(Stored data entries)

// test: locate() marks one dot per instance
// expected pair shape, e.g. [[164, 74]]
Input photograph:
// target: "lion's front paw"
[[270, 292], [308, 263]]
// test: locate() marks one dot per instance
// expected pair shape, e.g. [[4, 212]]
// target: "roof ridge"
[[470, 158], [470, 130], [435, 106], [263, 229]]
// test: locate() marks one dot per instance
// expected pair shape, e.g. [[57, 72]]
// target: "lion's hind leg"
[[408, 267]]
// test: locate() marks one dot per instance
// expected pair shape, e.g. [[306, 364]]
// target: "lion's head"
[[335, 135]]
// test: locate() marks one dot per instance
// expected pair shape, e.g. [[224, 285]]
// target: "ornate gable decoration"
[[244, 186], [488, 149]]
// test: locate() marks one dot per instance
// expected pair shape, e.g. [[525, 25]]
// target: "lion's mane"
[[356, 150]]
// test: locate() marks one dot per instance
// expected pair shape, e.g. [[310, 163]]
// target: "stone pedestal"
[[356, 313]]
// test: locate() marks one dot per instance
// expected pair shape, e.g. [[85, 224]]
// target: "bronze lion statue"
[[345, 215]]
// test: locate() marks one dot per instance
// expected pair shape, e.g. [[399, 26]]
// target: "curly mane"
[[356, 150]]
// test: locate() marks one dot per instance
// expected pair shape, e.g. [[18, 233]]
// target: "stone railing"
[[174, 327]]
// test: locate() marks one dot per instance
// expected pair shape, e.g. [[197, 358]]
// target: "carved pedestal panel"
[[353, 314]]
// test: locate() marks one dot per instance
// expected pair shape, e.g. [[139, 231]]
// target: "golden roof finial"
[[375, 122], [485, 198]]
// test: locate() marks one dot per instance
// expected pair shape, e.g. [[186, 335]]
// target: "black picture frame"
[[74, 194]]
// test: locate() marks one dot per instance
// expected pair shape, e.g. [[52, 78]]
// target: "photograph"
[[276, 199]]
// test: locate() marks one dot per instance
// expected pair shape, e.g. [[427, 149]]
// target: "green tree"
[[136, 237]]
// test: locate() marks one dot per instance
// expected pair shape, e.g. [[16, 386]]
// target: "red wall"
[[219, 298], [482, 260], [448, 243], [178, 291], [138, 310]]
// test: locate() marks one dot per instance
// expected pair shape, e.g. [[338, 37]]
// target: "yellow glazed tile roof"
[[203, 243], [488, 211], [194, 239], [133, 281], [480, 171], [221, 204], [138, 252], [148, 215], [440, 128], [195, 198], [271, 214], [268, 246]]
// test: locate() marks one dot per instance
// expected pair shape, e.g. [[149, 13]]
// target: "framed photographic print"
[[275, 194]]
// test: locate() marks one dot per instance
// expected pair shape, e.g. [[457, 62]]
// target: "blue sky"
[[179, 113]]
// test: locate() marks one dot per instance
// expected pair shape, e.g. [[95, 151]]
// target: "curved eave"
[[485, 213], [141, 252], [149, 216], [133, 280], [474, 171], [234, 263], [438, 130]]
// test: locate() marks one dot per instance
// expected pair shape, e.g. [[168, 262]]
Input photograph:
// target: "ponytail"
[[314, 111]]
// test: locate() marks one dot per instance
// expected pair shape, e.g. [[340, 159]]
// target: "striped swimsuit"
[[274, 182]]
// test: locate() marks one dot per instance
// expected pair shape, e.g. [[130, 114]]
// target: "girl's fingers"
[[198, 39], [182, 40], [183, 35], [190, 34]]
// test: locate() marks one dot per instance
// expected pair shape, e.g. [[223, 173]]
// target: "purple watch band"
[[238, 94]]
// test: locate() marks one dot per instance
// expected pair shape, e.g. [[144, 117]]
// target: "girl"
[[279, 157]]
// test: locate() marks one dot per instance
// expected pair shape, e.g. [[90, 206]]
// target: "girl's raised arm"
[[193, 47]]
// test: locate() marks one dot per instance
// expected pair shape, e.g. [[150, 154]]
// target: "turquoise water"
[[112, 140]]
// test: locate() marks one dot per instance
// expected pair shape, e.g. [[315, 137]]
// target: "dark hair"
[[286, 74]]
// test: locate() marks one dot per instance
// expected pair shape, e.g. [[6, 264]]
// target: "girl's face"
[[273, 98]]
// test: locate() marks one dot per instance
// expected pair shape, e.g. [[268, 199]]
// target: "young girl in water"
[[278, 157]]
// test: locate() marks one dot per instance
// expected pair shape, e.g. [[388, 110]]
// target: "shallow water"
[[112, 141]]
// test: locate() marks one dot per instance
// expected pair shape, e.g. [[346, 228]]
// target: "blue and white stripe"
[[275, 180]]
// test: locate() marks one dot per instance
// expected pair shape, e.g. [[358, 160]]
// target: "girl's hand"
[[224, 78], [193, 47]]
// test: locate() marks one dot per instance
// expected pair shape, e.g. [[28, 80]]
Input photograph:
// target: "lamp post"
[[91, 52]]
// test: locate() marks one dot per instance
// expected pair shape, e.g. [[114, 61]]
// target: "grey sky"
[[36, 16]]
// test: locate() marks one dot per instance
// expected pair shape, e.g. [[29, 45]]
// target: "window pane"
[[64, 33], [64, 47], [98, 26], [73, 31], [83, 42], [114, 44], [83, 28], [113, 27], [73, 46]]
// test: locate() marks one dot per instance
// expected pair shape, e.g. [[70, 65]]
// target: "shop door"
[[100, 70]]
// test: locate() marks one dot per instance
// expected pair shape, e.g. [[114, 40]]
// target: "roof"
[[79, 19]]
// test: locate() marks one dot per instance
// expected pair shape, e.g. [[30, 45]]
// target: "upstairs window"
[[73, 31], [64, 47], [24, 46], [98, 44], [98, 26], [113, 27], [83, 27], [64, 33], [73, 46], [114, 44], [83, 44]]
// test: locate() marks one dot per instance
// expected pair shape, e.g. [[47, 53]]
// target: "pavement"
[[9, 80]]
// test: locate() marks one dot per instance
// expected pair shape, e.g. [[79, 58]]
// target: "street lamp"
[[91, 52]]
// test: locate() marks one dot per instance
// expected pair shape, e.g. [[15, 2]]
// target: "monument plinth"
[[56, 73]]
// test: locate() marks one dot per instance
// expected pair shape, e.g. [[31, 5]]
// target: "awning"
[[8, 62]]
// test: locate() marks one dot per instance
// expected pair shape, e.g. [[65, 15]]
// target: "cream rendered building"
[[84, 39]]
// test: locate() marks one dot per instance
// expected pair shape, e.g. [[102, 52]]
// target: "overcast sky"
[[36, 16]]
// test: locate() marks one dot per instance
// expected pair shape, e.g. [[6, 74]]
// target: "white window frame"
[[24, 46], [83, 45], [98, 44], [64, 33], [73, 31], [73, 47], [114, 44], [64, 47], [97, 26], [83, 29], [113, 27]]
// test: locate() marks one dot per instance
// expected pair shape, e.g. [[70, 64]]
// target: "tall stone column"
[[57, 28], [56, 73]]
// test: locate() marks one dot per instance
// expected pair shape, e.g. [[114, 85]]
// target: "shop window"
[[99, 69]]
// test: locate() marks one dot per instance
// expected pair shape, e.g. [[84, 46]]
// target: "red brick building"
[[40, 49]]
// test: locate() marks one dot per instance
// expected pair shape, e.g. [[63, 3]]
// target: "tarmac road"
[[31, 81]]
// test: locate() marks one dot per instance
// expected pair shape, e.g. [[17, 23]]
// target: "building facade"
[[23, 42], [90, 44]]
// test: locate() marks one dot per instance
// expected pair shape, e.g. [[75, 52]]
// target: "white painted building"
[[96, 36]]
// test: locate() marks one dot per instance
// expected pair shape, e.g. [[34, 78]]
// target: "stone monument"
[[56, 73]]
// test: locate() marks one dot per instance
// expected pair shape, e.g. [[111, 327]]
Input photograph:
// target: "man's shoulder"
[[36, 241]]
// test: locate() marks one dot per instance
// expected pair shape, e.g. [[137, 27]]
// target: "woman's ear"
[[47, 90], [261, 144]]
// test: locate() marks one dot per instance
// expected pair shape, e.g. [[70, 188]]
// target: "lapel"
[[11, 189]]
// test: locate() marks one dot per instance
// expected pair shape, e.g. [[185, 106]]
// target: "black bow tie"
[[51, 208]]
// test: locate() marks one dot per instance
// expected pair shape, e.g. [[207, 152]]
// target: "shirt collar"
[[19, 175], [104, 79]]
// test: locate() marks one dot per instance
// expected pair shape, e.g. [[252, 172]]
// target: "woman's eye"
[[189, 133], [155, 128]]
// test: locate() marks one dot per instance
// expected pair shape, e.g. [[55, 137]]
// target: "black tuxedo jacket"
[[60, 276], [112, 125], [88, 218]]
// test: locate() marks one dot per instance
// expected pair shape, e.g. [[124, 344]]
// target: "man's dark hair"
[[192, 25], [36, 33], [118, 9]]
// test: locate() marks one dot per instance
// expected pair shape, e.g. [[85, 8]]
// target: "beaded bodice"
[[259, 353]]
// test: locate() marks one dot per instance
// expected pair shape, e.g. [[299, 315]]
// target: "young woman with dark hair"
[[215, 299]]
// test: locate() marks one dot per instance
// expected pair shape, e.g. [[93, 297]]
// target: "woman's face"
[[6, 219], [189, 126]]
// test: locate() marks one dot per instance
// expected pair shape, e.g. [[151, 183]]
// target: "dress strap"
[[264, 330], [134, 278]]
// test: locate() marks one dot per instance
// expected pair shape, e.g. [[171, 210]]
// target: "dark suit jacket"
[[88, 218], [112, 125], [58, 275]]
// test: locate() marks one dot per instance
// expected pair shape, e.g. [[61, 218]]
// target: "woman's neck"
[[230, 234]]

> TASK INSTRUCTIONS: All lines from the beginning of the entries through the line marked "e.g. [[4, 212]]" are to be output exactly; nothing else belongs in the answer.

> WRITTEN RESPONSE:
// test: locate() marks one dot per instance
// expected pair shape, e.g. [[164, 74]]
Input photograph:
// target: "lion's front paw"
[[270, 292], [308, 263]]
// test: locate() marks one dot per instance
// expected pair shape, e.g. [[4, 212]]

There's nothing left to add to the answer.